***** PROVIDED INFORMATION *****

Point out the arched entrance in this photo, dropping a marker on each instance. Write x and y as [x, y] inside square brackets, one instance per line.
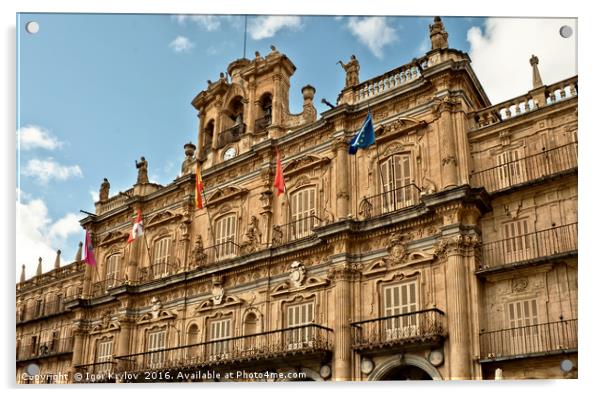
[408, 367]
[406, 372]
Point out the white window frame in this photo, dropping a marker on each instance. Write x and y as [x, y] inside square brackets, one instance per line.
[298, 315]
[225, 236]
[303, 208]
[399, 299]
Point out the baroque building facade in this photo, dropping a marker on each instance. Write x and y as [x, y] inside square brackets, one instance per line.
[448, 250]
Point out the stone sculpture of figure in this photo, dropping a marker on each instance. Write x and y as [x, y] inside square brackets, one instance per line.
[103, 195]
[277, 235]
[352, 70]
[142, 170]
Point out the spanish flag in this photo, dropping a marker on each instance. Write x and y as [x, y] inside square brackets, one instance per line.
[279, 179]
[198, 191]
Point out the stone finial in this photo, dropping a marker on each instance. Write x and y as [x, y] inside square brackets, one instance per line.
[57, 261]
[438, 34]
[78, 254]
[39, 269]
[103, 194]
[534, 61]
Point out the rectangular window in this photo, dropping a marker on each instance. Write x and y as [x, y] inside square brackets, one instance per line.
[398, 300]
[516, 240]
[104, 355]
[510, 168]
[112, 269]
[161, 257]
[395, 184]
[296, 317]
[303, 207]
[218, 331]
[225, 231]
[156, 344]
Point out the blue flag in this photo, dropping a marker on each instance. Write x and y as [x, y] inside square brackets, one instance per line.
[365, 136]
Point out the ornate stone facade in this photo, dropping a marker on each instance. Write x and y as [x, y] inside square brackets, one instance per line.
[448, 253]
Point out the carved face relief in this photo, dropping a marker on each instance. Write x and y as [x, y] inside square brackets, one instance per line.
[297, 273]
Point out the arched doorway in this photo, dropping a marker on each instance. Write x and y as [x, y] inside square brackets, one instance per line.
[406, 372]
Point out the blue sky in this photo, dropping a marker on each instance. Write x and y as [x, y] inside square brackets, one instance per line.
[95, 92]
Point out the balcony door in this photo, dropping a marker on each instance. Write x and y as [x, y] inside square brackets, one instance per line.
[303, 206]
[298, 316]
[517, 244]
[395, 183]
[398, 300]
[524, 334]
[156, 346]
[219, 332]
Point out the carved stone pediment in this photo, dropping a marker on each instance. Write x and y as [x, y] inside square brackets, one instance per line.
[162, 217]
[304, 163]
[112, 237]
[226, 194]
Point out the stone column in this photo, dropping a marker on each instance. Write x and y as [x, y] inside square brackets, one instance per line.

*****

AIM OF THE EXERCISE: Repeat every line above exactly, minus the pictures.

RESULT OF THE TASK:
Point out the arched entrance in this photo, dropping a marker on each instance. Write x and y as [x, y] inside square brackets, one instance per line.
[408, 367]
[406, 372]
Point out the white window frame in this photo, dropping a marker on each instance. Write x and y as [x, y] inside square brackets, one instance per line.
[298, 315]
[225, 236]
[303, 208]
[399, 299]
Point out the baroque building facade in this photo, dropping a marker on each instance. Write x and y as [x, y] inside square brackets, one instance per line.
[448, 250]
Point out the stone sculpture of figure in this photo, dropping a marker on each instance. Write x and y as [x, y] inside square brackets, one instance per line.
[103, 195]
[277, 235]
[352, 70]
[142, 170]
Point out the spanish flag in this photo, dropping a marker on each instance. Write x and y as [x, y] inside square brackets, one instance per line.
[279, 179]
[198, 191]
Point out the stone finial in this photo, dropping a marker on each instance. Write x and y as [x, y] inside square brackets, one instance per line.
[57, 261]
[438, 34]
[78, 254]
[39, 269]
[103, 194]
[534, 61]
Point out the rectangular window in this photo, dropping a marker on each instance. Write x and y as [x, y] inside square brackets, one instance per line.
[398, 300]
[516, 240]
[104, 355]
[510, 168]
[112, 269]
[161, 257]
[395, 184]
[296, 317]
[303, 207]
[218, 331]
[225, 231]
[156, 344]
Point out the blue flag in this photo, dropping a marker on each instance. Write x and y as [x, y] inside square brackets, one instance per line.
[365, 136]
Point out the ornate stone facade in this photo, dropping a marker on each instance. Write x and y as [x, y] inside square brackets, one instance per line.
[448, 253]
Point out the carved face relief in this photo, dropping a marker on each instance. Write x and y as [x, y] inside square brackets, one instance per line.
[297, 273]
Point out the arched doorway in this photo, dropping a marker on each instance. Write x and y as [x, y] inside square brackets, one instance per line.
[406, 372]
Point out the blue sky in this photo, dropping a marker on each instance. Write x and y as [x, y] inside square brackets, one instance per line.
[95, 92]
Point out the balcony door in this photo, dropping a marker on each instance. Write x and y as [x, y] inside square brackets, one instance per line.
[303, 206]
[298, 316]
[517, 244]
[395, 183]
[398, 300]
[524, 334]
[156, 346]
[219, 332]
Point out the carved stone pediment in this photo, dropping a marker on each instance. Write x and y as [x, y] inside square brackets, one instance per line.
[162, 217]
[304, 163]
[112, 237]
[226, 194]
Point out the stone column in this photo, dropping a marker on each instance. Write x and y as [x, y] inside square brackets, one instance per line.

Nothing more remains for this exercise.